*Required task*
Write out the records word for word, from the start of the records through the line that contains "[[[19,0],[21,45],[35,43],[35,25],[53,20],[53,2],[56,0]]]".

A run of records
◆ ◆ ◆ ◆ ◆ ◆ ◆

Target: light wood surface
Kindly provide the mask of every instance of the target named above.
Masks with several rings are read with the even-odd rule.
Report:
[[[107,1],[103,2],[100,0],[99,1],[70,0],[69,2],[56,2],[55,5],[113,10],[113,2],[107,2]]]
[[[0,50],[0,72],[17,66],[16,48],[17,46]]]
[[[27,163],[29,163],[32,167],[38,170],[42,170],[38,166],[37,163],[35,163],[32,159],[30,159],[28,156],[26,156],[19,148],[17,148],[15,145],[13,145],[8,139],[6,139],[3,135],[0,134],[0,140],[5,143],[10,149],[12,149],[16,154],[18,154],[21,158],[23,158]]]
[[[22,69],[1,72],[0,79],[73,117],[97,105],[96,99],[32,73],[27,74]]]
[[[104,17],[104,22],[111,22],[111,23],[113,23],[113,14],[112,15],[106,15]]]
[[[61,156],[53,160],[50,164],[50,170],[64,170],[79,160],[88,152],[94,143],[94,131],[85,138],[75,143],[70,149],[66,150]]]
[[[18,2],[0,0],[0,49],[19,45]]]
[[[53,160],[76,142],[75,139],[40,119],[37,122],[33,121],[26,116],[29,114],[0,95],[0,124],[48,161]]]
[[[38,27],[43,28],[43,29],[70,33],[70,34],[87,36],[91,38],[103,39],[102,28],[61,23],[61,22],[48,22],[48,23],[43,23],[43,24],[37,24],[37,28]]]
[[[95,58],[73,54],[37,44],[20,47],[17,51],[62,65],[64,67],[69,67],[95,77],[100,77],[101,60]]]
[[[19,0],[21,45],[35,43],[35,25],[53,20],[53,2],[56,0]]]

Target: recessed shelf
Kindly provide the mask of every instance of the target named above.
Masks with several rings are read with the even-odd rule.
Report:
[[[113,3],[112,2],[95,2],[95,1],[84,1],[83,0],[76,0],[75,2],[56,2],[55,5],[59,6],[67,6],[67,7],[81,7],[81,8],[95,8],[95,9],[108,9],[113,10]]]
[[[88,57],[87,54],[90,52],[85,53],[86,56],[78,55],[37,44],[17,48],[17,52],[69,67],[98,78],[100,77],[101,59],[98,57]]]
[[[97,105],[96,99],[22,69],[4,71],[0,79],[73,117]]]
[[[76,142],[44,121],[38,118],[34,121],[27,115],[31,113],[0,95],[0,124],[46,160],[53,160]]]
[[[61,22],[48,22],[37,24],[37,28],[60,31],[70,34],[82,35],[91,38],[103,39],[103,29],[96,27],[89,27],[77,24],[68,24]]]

◆ ◆ ◆ ◆ ◆ ◆ ◆

*Output of the exercise*
Target: light wood surface
Kindly provide the mask of every instance of the target named above.
Masks with several rings are read with the even-odd rule.
Report:
[[[107,1],[103,2],[100,0],[99,1],[70,0],[69,2],[56,2],[55,5],[113,10],[113,2],[107,2]]]
[[[0,50],[0,72],[17,66],[16,48],[17,46]]]
[[[27,163],[29,163],[32,167],[38,170],[42,170],[38,166],[37,163],[35,163],[32,159],[30,159],[28,156],[26,156],[19,148],[17,148],[15,145],[13,145],[8,139],[6,139],[3,135],[0,134],[0,140],[5,143],[10,149],[12,149],[16,154],[18,154],[21,158],[23,158]]]
[[[22,69],[1,72],[0,79],[73,117],[97,105],[96,99],[32,73],[27,74]]]
[[[104,17],[104,22],[111,22],[111,23],[113,23],[113,14],[112,15],[106,15]]]
[[[61,156],[53,160],[50,164],[50,170],[64,170],[79,160],[88,152],[94,143],[94,131],[85,138],[75,143],[70,149],[66,150]]]
[[[18,2],[0,0],[0,49],[19,45]]]
[[[53,160],[76,142],[75,139],[40,119],[37,122],[33,121],[26,116],[29,114],[0,95],[0,124],[48,161]]]
[[[38,27],[43,28],[43,29],[70,33],[70,34],[87,36],[91,38],[103,39],[102,28],[61,23],[61,22],[48,22],[48,23],[43,23],[43,24],[37,24],[37,28]]]
[[[95,58],[73,54],[37,44],[20,47],[17,51],[62,65],[64,67],[69,67],[95,77],[100,77],[101,60]]]
[[[19,0],[21,45],[35,43],[35,25],[53,20],[53,2],[56,0]]]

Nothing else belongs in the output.